> _Extracted material_:
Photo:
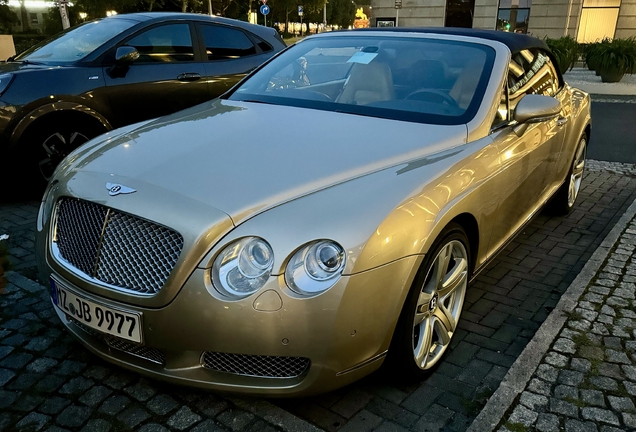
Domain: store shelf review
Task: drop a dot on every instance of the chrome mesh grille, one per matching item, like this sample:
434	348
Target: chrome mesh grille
254	365
114	247
79	229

> _Stated exercise_: Please rewrite all of the material above as a numbered list, one line per entry, skipping blank lines and leaving the picture out of your answer.

> _Problem solution_:
1. Photo:
2. Domain: store shelf review
3. Task: drop a dot on every instance of the chrome mesh grille, one per matching item, like this sample:
4. 434	348
5. Target: chrome mesh grille
6. 254	365
7. 114	247
8. 79	229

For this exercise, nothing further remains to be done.